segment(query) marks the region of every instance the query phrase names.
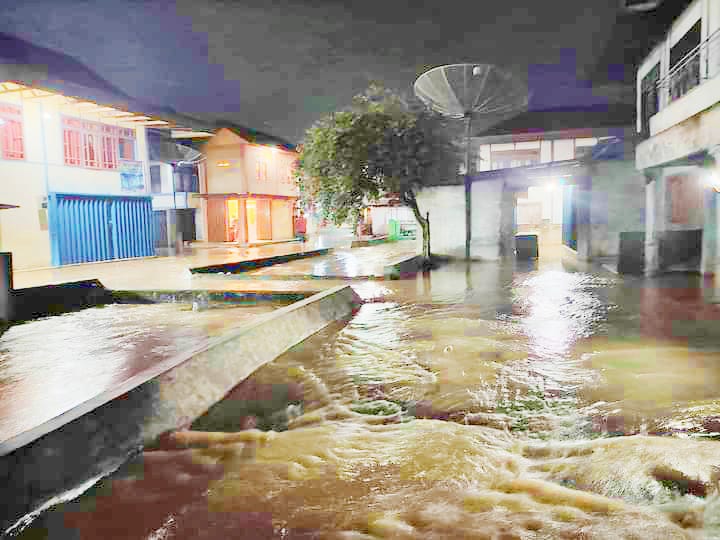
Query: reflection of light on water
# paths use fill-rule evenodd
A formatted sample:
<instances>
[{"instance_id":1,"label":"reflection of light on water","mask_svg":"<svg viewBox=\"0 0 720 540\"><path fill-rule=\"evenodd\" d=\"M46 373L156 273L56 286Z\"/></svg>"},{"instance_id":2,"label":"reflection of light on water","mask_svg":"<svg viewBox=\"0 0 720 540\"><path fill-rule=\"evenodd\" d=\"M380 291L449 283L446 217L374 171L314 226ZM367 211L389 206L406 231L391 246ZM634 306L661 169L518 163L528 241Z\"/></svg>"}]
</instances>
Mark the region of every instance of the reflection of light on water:
<instances>
[{"instance_id":1,"label":"reflection of light on water","mask_svg":"<svg viewBox=\"0 0 720 540\"><path fill-rule=\"evenodd\" d=\"M354 278L359 274L360 265L358 259L352 253L338 253L338 266L342 269L345 277Z\"/></svg>"},{"instance_id":2,"label":"reflection of light on water","mask_svg":"<svg viewBox=\"0 0 720 540\"><path fill-rule=\"evenodd\" d=\"M366 302L369 300L384 298L385 296L392 294L390 289L376 281L353 283L352 287L357 295Z\"/></svg>"},{"instance_id":3,"label":"reflection of light on water","mask_svg":"<svg viewBox=\"0 0 720 540\"><path fill-rule=\"evenodd\" d=\"M602 303L586 290L586 276L552 271L528 279L522 318L532 347L541 357L564 356L580 337L590 334Z\"/></svg>"}]
</instances>

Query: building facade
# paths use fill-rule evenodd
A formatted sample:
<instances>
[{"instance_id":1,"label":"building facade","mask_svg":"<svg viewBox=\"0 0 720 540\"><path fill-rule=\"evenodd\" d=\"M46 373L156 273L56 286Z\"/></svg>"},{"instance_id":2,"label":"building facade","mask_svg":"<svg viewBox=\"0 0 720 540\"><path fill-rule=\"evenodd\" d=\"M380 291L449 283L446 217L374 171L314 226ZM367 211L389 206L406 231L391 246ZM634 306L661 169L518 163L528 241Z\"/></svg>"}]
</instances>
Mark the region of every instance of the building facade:
<instances>
[{"instance_id":1,"label":"building facade","mask_svg":"<svg viewBox=\"0 0 720 540\"><path fill-rule=\"evenodd\" d=\"M696 0L637 71L636 165L646 177L645 270L718 266L720 2Z\"/></svg>"},{"instance_id":2,"label":"building facade","mask_svg":"<svg viewBox=\"0 0 720 540\"><path fill-rule=\"evenodd\" d=\"M198 240L203 216L196 195L204 157L167 130L148 129L147 140L155 249L172 253L178 242Z\"/></svg>"},{"instance_id":3,"label":"building facade","mask_svg":"<svg viewBox=\"0 0 720 540\"><path fill-rule=\"evenodd\" d=\"M553 246L559 256L612 259L620 233L644 228L632 128L498 134L472 146L474 259L512 256L518 234L538 235L541 247ZM418 199L430 212L432 251L463 257L464 186L430 188Z\"/></svg>"},{"instance_id":4,"label":"building facade","mask_svg":"<svg viewBox=\"0 0 720 540\"><path fill-rule=\"evenodd\" d=\"M295 237L295 151L221 128L202 153L203 240L254 244Z\"/></svg>"},{"instance_id":5,"label":"building facade","mask_svg":"<svg viewBox=\"0 0 720 540\"><path fill-rule=\"evenodd\" d=\"M15 268L153 255L146 127L167 122L0 84L0 249Z\"/></svg>"}]
</instances>

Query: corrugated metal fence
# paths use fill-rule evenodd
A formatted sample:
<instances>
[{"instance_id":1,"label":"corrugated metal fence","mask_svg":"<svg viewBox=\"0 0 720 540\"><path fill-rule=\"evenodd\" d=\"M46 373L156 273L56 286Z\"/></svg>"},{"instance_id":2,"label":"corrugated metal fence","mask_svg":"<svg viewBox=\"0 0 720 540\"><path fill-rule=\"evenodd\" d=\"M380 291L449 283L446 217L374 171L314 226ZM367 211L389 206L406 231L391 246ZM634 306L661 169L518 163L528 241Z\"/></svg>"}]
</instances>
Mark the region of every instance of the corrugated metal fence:
<instances>
[{"instance_id":1,"label":"corrugated metal fence","mask_svg":"<svg viewBox=\"0 0 720 540\"><path fill-rule=\"evenodd\" d=\"M52 264L154 255L152 199L51 193Z\"/></svg>"}]
</instances>

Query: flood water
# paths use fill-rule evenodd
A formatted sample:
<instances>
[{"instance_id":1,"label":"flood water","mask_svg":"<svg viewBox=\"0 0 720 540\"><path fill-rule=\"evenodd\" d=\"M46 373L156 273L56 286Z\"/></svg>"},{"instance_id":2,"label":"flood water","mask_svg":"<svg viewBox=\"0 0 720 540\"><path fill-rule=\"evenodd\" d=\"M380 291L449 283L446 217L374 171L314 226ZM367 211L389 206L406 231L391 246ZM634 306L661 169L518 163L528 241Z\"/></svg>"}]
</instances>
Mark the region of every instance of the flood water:
<instances>
[{"instance_id":1,"label":"flood water","mask_svg":"<svg viewBox=\"0 0 720 540\"><path fill-rule=\"evenodd\" d=\"M720 538L700 279L454 264L258 370L27 538Z\"/></svg>"},{"instance_id":2,"label":"flood water","mask_svg":"<svg viewBox=\"0 0 720 540\"><path fill-rule=\"evenodd\" d=\"M280 305L113 304L10 327L0 336L0 447Z\"/></svg>"}]
</instances>

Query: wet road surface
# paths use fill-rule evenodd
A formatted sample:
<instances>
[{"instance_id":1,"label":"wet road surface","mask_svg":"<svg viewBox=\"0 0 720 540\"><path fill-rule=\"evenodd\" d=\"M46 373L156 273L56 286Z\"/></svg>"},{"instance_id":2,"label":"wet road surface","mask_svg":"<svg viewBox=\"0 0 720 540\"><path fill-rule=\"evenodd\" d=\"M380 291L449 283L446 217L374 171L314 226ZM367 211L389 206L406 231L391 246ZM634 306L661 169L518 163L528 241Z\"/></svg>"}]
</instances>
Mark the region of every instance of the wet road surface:
<instances>
[{"instance_id":1,"label":"wet road surface","mask_svg":"<svg viewBox=\"0 0 720 540\"><path fill-rule=\"evenodd\" d=\"M0 448L280 305L114 304L10 327L0 336Z\"/></svg>"},{"instance_id":2,"label":"wet road surface","mask_svg":"<svg viewBox=\"0 0 720 540\"><path fill-rule=\"evenodd\" d=\"M26 537L720 538L705 285L542 262L354 283L348 324Z\"/></svg>"}]
</instances>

- EXERCISE DESCRIPTION -
Write out the data above exactly, minus any images.

- RESULT OF THE EXERCISE -
segment(query) marks the region of every instance the query phrase names.
Query: reflection of light on water
# paths use fill-rule evenodd
A formatted sample:
<instances>
[{"instance_id":1,"label":"reflection of light on water","mask_svg":"<svg viewBox=\"0 0 720 540\"><path fill-rule=\"evenodd\" d=\"M46 373L156 273L56 286Z\"/></svg>"},{"instance_id":2,"label":"reflection of light on water","mask_svg":"<svg viewBox=\"0 0 720 540\"><path fill-rule=\"evenodd\" d=\"M380 291L449 283L446 217L374 171L314 226ZM367 211L389 206L406 231L391 246ZM634 306L661 169L518 163L528 241Z\"/></svg>"}]
</instances>
Mark the region of every instance of the reflection of light on water:
<instances>
[{"instance_id":1,"label":"reflection of light on water","mask_svg":"<svg viewBox=\"0 0 720 540\"><path fill-rule=\"evenodd\" d=\"M354 278L359 274L360 265L358 259L352 253L338 253L338 266L342 269L345 277Z\"/></svg>"},{"instance_id":2,"label":"reflection of light on water","mask_svg":"<svg viewBox=\"0 0 720 540\"><path fill-rule=\"evenodd\" d=\"M366 302L369 300L384 298L385 296L392 294L390 289L376 281L353 283L352 287L357 295Z\"/></svg>"},{"instance_id":3,"label":"reflection of light on water","mask_svg":"<svg viewBox=\"0 0 720 540\"><path fill-rule=\"evenodd\" d=\"M602 303L586 290L586 276L552 271L528 279L522 318L532 347L541 357L564 356L580 337L590 334Z\"/></svg>"}]
</instances>

Query: building facade
# paths use fill-rule evenodd
A formatted sample:
<instances>
[{"instance_id":1,"label":"building facade","mask_svg":"<svg viewBox=\"0 0 720 540\"><path fill-rule=\"evenodd\" d=\"M46 373L156 273L56 286Z\"/></svg>"},{"instance_id":2,"label":"building facade","mask_svg":"<svg viewBox=\"0 0 720 540\"><path fill-rule=\"evenodd\" d=\"M380 291L449 283L446 217L374 171L314 226ZM367 211L389 206L406 231L391 246ZM634 306L661 169L518 163L528 241Z\"/></svg>"}]
</instances>
Mark the region of every instance of the building facade:
<instances>
[{"instance_id":1,"label":"building facade","mask_svg":"<svg viewBox=\"0 0 720 540\"><path fill-rule=\"evenodd\" d=\"M696 0L637 71L636 165L646 177L645 270L718 266L720 2Z\"/></svg>"},{"instance_id":2,"label":"building facade","mask_svg":"<svg viewBox=\"0 0 720 540\"><path fill-rule=\"evenodd\" d=\"M198 240L203 216L196 195L204 157L167 130L148 129L147 140L155 249L172 253L178 242Z\"/></svg>"},{"instance_id":3,"label":"building facade","mask_svg":"<svg viewBox=\"0 0 720 540\"><path fill-rule=\"evenodd\" d=\"M553 246L559 256L612 259L620 233L644 228L632 128L498 134L472 146L474 259L512 256L518 234L538 235L541 247ZM418 199L430 212L432 251L463 257L464 186L430 188Z\"/></svg>"},{"instance_id":4,"label":"building facade","mask_svg":"<svg viewBox=\"0 0 720 540\"><path fill-rule=\"evenodd\" d=\"M295 237L295 151L221 128L202 153L203 240L254 244Z\"/></svg>"},{"instance_id":5,"label":"building facade","mask_svg":"<svg viewBox=\"0 0 720 540\"><path fill-rule=\"evenodd\" d=\"M15 268L153 255L146 127L167 122L0 84L0 249Z\"/></svg>"}]
</instances>

Query: corrugated metal fence
# paths use fill-rule evenodd
A formatted sample:
<instances>
[{"instance_id":1,"label":"corrugated metal fence","mask_svg":"<svg viewBox=\"0 0 720 540\"><path fill-rule=\"evenodd\" d=\"M46 373L156 273L56 286Z\"/></svg>"},{"instance_id":2,"label":"corrugated metal fence","mask_svg":"<svg viewBox=\"0 0 720 540\"><path fill-rule=\"evenodd\" d=\"M380 291L449 283L446 217L374 171L314 226ZM367 211L389 206L406 231L391 246ZM634 306L661 169L518 163L528 241Z\"/></svg>"}]
</instances>
Mark the region of every instance of the corrugated metal fence:
<instances>
[{"instance_id":1,"label":"corrugated metal fence","mask_svg":"<svg viewBox=\"0 0 720 540\"><path fill-rule=\"evenodd\" d=\"M52 264L154 255L152 199L51 193Z\"/></svg>"}]
</instances>

Query: flood water
# paths use fill-rule evenodd
A formatted sample:
<instances>
[{"instance_id":1,"label":"flood water","mask_svg":"<svg viewBox=\"0 0 720 540\"><path fill-rule=\"evenodd\" d=\"M46 373L156 273L56 286Z\"/></svg>"},{"instance_id":2,"label":"flood water","mask_svg":"<svg viewBox=\"0 0 720 540\"><path fill-rule=\"evenodd\" d=\"M380 291L449 283L446 217L374 171L314 226ZM367 211L389 206L406 231L391 246ZM634 306L661 169L518 163L528 241Z\"/></svg>"}]
</instances>
Mark the region of every instance of the flood water:
<instances>
[{"instance_id":1,"label":"flood water","mask_svg":"<svg viewBox=\"0 0 720 540\"><path fill-rule=\"evenodd\" d=\"M720 538L700 279L454 264L258 370L27 538Z\"/></svg>"},{"instance_id":2,"label":"flood water","mask_svg":"<svg viewBox=\"0 0 720 540\"><path fill-rule=\"evenodd\" d=\"M280 305L113 304L10 327L0 336L0 447Z\"/></svg>"}]
</instances>

Query: wet road surface
# paths use fill-rule evenodd
A formatted sample:
<instances>
[{"instance_id":1,"label":"wet road surface","mask_svg":"<svg viewBox=\"0 0 720 540\"><path fill-rule=\"evenodd\" d=\"M46 373L156 273L56 286Z\"/></svg>"},{"instance_id":2,"label":"wet road surface","mask_svg":"<svg viewBox=\"0 0 720 540\"><path fill-rule=\"evenodd\" d=\"M380 291L449 283L446 217L374 171L314 226ZM367 211L389 206L406 231L391 246ZM634 306L661 169L518 163L528 241Z\"/></svg>"}]
</instances>
Mark the region of every instance of the wet road surface:
<instances>
[{"instance_id":1,"label":"wet road surface","mask_svg":"<svg viewBox=\"0 0 720 540\"><path fill-rule=\"evenodd\" d=\"M0 448L280 305L114 304L10 327L0 336Z\"/></svg>"},{"instance_id":2,"label":"wet road surface","mask_svg":"<svg viewBox=\"0 0 720 540\"><path fill-rule=\"evenodd\" d=\"M26 537L720 538L705 285L542 262L354 283L348 324Z\"/></svg>"}]
</instances>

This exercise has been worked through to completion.